* What needs to be done
Exactly as they stand, set down the following records once more.

Saved entries

* * * *

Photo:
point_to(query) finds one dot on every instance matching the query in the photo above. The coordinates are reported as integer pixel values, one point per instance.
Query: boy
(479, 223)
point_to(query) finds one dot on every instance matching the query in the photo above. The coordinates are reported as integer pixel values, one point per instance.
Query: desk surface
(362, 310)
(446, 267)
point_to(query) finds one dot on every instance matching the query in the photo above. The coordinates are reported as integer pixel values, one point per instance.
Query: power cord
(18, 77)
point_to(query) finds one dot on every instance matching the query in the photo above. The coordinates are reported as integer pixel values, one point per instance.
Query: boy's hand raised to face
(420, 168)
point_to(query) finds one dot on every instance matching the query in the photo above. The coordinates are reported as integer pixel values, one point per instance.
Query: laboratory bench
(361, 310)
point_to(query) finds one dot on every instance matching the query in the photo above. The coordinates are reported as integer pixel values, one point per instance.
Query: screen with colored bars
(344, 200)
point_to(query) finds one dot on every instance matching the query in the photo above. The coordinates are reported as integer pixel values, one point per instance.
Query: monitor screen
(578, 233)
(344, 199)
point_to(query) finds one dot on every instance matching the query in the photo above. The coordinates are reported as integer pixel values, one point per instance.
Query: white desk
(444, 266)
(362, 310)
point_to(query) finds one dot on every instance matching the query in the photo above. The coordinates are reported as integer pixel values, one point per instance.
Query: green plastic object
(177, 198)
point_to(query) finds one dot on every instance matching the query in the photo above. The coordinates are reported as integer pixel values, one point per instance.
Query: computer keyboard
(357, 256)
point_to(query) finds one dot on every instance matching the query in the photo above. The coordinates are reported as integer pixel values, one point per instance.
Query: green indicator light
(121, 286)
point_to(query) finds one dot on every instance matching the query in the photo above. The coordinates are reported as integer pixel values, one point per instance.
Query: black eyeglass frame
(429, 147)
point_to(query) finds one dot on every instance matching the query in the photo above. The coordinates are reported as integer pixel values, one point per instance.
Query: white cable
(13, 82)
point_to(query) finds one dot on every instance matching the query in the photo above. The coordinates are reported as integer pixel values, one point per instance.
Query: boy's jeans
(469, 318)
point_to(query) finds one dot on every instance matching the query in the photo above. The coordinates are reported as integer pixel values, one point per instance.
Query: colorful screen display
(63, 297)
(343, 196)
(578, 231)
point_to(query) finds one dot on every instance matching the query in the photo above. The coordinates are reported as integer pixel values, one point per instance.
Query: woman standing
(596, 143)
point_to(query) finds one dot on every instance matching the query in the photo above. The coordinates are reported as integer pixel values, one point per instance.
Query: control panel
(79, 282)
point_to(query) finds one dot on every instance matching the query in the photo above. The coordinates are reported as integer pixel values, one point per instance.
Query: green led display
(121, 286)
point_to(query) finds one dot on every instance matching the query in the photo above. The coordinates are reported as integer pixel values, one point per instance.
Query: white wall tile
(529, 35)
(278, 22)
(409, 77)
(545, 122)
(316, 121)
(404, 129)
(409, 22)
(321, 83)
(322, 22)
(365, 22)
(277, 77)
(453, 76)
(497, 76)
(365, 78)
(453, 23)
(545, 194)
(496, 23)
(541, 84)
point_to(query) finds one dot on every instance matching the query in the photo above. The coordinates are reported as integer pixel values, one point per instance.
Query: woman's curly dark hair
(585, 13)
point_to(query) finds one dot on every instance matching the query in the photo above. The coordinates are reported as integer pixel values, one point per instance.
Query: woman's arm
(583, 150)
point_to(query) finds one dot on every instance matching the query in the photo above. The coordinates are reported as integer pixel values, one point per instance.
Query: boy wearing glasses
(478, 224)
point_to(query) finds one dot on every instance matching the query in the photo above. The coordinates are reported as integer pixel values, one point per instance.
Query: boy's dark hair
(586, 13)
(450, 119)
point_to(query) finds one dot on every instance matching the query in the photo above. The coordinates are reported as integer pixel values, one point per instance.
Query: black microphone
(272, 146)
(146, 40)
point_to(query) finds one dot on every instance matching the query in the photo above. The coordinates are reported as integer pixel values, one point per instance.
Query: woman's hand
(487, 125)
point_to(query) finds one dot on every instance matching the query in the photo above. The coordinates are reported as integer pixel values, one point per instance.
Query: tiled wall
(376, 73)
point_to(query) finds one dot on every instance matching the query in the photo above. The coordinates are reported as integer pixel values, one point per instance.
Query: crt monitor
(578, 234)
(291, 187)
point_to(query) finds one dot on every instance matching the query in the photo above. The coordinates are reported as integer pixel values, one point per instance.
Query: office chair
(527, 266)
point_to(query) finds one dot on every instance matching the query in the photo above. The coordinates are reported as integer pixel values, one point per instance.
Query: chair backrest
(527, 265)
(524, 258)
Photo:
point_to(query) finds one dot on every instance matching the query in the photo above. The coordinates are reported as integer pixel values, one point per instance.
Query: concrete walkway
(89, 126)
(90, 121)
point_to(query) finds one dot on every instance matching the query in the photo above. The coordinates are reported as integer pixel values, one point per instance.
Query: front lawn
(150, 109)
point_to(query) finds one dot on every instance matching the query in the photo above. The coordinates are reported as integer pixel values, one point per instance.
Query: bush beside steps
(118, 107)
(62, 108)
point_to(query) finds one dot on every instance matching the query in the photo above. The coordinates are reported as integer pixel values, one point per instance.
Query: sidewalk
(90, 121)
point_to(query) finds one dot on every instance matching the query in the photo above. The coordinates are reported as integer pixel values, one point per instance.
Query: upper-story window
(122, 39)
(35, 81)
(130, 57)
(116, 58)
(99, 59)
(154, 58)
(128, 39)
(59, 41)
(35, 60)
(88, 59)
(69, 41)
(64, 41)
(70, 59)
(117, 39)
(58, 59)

* * * *

* Answer area
Photo:
point_to(query) finds one dot on every instance matching the query in the photo above. The coordinates are reported as integer pixel values, one point per instance.
Query: boy
(479, 223)
point_to(query) finds one dot on every instance matching the query in the photo above. The coordinates are reported as integer pixel values, one point per instance.
Query: desk surface
(362, 310)
(446, 267)
point_to(query) finds one dot on every instance matching the query in the photo above. The coordinates are reported as integer pixel values, one point per instance.
Query: power cord
(18, 77)
point_to(query) finds one dot on every instance matching the query in the photo above. The coordinates are reported as integer pixel values, one point per instance.
Query: boy's hand raised to face
(420, 168)
point_to(query) finds one dot on every instance matching the query in the photo above. The coordinates are reported as integer pixel values, one point per instance.
Query: laboratory bench
(361, 310)
point_to(query) finds one dot on every instance matching the query in the photo above. The coordinates are reported as integer pixel values, one point per instance.
Query: screen with colored bars
(344, 200)
point_to(query) finds one dot on every instance matching the query in the photo above. The coordinates are reported as integer pixel values, one point per instance.
Query: monitor screen
(578, 233)
(344, 199)
point_to(query) finds one dot on every instance matching the query in the photo above. The coordinates are reported as integer pixel values, one point per instance.
Query: white desk
(444, 266)
(362, 310)
point_to(query) finds one dot on every instance matching the query in the photo above. The coordinates are reported as integer pixel values, one point per instance.
Query: green plastic object
(177, 198)
point_to(query) finds one dot on every instance matching the query in the photo above. The coordinates are reported as integer pixel values, one point per instance.
Query: computer keyboard
(357, 256)
point_to(query) finds one dot on every instance matching the query in the photo above. The coordinates are reported as integer pixel values, one point per instance.
Query: green indicator light
(121, 286)
point_to(query) finds one dot on every instance matching the query in the photo above. The coordinates are reported as integer pixel values, one point per instance.
Query: black eyeglass frame
(429, 147)
point_to(query) finds one dot on every instance matching the query in the photo above. The coordinates are reported as integer pixel values, one point per instance.
Query: white cable
(13, 82)
point_to(query) finds one dot on every instance matching the query in the photo above. The coordinates are reported as integer pixel values, one point per instance.
Query: boy's jeans
(469, 318)
point_to(query) finds one dot on every instance matching the query in the photo above. The coordinates are reported as integer pixel values, one point per instance.
Query: colorful screen display
(63, 297)
(343, 196)
(578, 231)
point_to(query) finds one dot on every instance matching the query in the photo above. The coordinates are reported as integer pixel values, one point per instance.
Query: woman standing
(596, 143)
point_to(query) finds one dot on every instance matching the query in the photo above. The coordinates are reported as integer pixel values, one point per instance.
Query: control panel
(79, 282)
point_to(query) finds one dot on every instance matching the query in the photo above. The coordinates are reported as integer pixel values, one point per instance.
Query: green led display
(121, 286)
point_to(query) finds one dot on every instance matching the query in the photo above. The coordinates are reported as integer pixel values, one point per instance.
Query: white wall tile
(529, 35)
(278, 22)
(409, 77)
(545, 122)
(316, 121)
(404, 129)
(409, 22)
(321, 83)
(322, 22)
(365, 22)
(277, 77)
(453, 76)
(497, 76)
(365, 78)
(453, 23)
(545, 194)
(496, 23)
(541, 84)
point_to(query) finds one dot on every instance matching the query in the photo above. The coordinates are reported as integer pixel values, one point per instance.
Query: woman's curly dark hair
(585, 13)
point_to(query) finds one dot on every instance matching the query in the photo above. The coordinates are reported as integer pixel values, one point per instance.
Query: woman's arm
(583, 150)
point_to(query) finds one dot on every instance matching the query in the photo above. The coordinates are reported as integer pixel values, one point per instance.
Query: boy wearing glasses
(478, 224)
point_to(query) finds one dot on every instance matching the query in the photo above. The coordinates are reported as integer pixel values, one point per instance.
Query: boy's dark hair
(586, 13)
(450, 119)
point_to(query) finds one dot on every instance matching the query in the photo above. The coordinates are reported as integer pixel values, one point per instance.
Query: black microphone
(272, 146)
(146, 40)
point_to(query) finds one dot on every instance matching the query in the photo above. The coordinates are reported as integer pixel values, one point per instance.
Query: woman's hand
(487, 125)
point_to(query) finds one dot on every instance matching the query in the photo above. The coordinates are reported as integer pixel values, one point per instance.
Query: tiled wall
(376, 73)
point_to(query) finds one dot on every instance matching the query in the photo above. The coordinates are reported as integer pixel values, one point per instance.
Query: crt monitor
(578, 234)
(291, 187)
point_to(query) finds one dot on every instance matching the query in the photo above. The coordinates are reported as integer pixel values, one point per instance.
Query: office chair
(527, 266)
point_to(query) finds one dot on every instance matching the query in the photo above. The coordinates are reported as integer pixel values, one point per instance.
Query: chair backrest
(527, 265)
(524, 258)
Photo:
point_to(query) finds one dot on every instance matching the query in the photo above. The coordinates are reported as integer pixel values, one point per instance.
Query: concrete walkway
(89, 126)
(90, 121)
point_to(query) finds one dot on every instance matching the query in the photo above. The coordinates are reported as integer pixel values, one point per instance.
Query: front lawn
(150, 109)
point_to(query) finds one dot on every instance matching the query in the photo above. The coordinates are reported as integer pixel values, one point per instance.
Query: bush beside steps
(118, 107)
(62, 108)
point_to(query) finds one dot on every instance matching the query in the photo above. The coordinates are reported as integer pixel values, one point per instance.
Query: sidewalk
(90, 121)
point_to(query) finds one dot on every instance matching the query in the photo above. The coordinates are reported as integer pixel values, one point per instance.
Query: upper-story window
(122, 39)
(35, 81)
(130, 57)
(116, 58)
(99, 59)
(154, 58)
(128, 39)
(59, 41)
(35, 60)
(88, 59)
(69, 41)
(64, 41)
(70, 59)
(117, 39)
(58, 59)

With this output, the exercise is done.